## WHAT NEEDS TO BE DONE
List every line below that contains the string "wall", copying each one in full. A match counts only if its case is identical.

## ENTRIES SHOWN
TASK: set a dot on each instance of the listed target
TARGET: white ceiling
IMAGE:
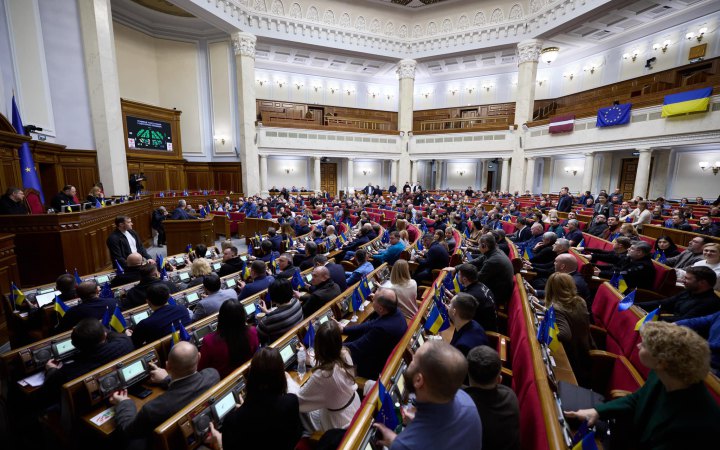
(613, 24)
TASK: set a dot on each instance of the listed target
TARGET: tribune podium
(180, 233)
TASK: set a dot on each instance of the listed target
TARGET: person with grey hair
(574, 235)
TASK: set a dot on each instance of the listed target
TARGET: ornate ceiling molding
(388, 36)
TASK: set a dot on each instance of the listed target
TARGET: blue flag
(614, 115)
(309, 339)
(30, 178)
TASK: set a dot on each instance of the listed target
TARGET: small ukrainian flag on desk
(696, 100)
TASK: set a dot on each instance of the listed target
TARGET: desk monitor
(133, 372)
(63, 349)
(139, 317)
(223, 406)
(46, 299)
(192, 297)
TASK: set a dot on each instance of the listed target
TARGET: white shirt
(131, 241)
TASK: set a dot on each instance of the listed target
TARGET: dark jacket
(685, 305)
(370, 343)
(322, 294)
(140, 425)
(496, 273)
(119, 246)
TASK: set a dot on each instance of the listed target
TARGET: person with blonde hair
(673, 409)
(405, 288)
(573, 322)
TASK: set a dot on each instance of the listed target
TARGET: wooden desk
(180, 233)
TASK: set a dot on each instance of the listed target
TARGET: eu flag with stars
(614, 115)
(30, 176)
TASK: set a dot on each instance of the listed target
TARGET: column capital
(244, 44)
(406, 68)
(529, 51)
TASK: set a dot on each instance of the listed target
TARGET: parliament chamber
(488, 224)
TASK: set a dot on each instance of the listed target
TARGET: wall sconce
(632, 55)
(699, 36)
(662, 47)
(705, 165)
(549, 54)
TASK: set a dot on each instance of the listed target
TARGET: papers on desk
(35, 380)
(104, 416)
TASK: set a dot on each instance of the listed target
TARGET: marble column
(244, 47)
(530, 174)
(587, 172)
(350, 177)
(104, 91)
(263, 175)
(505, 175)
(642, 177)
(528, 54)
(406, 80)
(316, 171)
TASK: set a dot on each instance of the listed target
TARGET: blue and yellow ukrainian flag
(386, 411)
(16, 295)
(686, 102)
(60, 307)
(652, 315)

==

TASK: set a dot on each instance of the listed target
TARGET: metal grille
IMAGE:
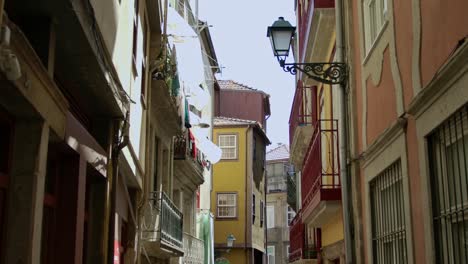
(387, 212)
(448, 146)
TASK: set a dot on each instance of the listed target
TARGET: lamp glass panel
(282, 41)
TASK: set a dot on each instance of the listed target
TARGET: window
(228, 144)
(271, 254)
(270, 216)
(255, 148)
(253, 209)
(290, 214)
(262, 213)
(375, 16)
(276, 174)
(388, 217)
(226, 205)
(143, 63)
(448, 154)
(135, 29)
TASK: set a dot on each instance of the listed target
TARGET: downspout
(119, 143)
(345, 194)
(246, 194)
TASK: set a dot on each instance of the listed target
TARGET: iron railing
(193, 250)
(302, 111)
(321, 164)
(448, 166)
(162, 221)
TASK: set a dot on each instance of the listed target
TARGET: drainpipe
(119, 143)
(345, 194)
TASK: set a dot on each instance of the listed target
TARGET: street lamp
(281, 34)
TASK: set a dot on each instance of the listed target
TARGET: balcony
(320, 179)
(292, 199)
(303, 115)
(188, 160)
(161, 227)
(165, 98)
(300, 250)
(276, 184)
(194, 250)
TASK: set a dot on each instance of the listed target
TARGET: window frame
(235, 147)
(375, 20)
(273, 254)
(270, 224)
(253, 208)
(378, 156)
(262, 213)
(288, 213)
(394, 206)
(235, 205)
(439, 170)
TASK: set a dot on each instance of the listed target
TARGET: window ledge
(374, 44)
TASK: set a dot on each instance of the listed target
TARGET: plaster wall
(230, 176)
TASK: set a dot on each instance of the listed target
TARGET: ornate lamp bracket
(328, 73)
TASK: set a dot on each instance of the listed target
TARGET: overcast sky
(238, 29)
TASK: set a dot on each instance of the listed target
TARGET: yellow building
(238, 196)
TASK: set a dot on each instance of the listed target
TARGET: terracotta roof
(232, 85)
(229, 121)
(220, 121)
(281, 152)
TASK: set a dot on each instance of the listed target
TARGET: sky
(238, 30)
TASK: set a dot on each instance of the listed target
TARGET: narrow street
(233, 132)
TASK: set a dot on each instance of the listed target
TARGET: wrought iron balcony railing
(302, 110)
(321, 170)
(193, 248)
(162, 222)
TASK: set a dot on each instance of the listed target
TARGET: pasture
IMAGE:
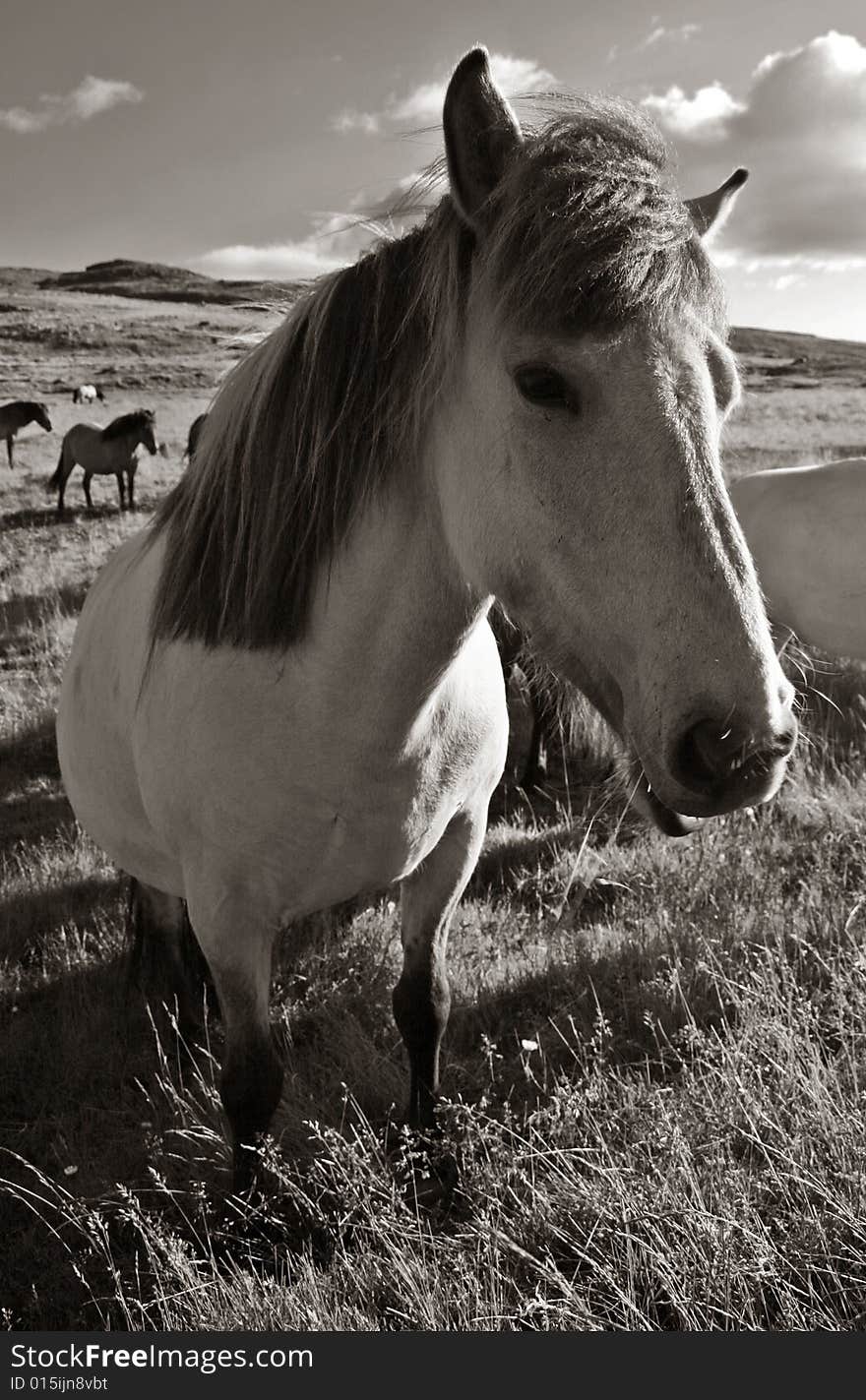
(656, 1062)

## EXERCISE OUTPUT
TARGET: wall sconce
TARGET: plaster wall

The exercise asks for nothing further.